(Auszüge aus einem Datensatz zur Punktbeschriftung)
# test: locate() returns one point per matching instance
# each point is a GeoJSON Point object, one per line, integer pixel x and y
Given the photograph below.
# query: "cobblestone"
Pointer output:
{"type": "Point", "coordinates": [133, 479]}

[Aufgabenstellung]
Gib sämtliche Zeilen des obigen Materials als nummerierte Liste wieder und lass dabei Leerzeilen weg.

[Schriftliche Antwort]
1. # test: locate() returns one point per matching instance
2. # each point is a GeoJSON Point object, one per line, integer pixel x and y
3. Given the photograph below.
4. # query: "cobblestone"
5. Pointer output:
6. {"type": "Point", "coordinates": [133, 479]}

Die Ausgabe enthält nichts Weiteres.